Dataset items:
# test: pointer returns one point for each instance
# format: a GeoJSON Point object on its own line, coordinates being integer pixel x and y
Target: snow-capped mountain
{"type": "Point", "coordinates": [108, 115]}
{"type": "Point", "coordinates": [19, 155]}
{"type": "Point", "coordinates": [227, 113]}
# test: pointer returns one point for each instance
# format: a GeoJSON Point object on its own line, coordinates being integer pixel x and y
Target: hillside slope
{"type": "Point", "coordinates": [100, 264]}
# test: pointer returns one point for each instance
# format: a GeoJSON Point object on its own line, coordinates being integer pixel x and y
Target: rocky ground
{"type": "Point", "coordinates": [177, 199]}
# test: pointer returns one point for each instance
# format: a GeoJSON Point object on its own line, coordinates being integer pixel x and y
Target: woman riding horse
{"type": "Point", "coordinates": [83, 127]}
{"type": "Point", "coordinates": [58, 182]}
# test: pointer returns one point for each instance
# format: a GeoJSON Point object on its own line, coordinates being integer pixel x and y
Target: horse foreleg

→ **WHAT TO PRODUCE**
Each record is to be retyped exactly as written.

→ **YOUR SOLUTION**
# test: pointer returns one point for each instance
# format: a GeoJSON Point object on its own line, coordinates being integer pixel x and y
Target: snow-capped mountain
{"type": "Point", "coordinates": [108, 115]}
{"type": "Point", "coordinates": [19, 155]}
{"type": "Point", "coordinates": [227, 113]}
# test: pointer returns one point for each instance
# format: a GeoJSON Point object on its own line, coordinates being integer pixel x and y
Target: hillside slope
{"type": "Point", "coordinates": [100, 264]}
# test: pointer returns one point for each instance
# format: a GeoJSON Point object on its own line, coordinates being integer pixel x and y
Target: rocky ground
{"type": "Point", "coordinates": [177, 199]}
# test: pointer returns one point for each instance
# format: a GeoJSON Point object on its own line, coordinates being integer pixel x and y
Target: woman riding horse
{"type": "Point", "coordinates": [83, 127]}
{"type": "Point", "coordinates": [58, 182]}
# test: pointer returns one point for each instance
# format: a GeoJSON Point object on its own line, coordinates being integer pixel x and y
Target: horse foreleg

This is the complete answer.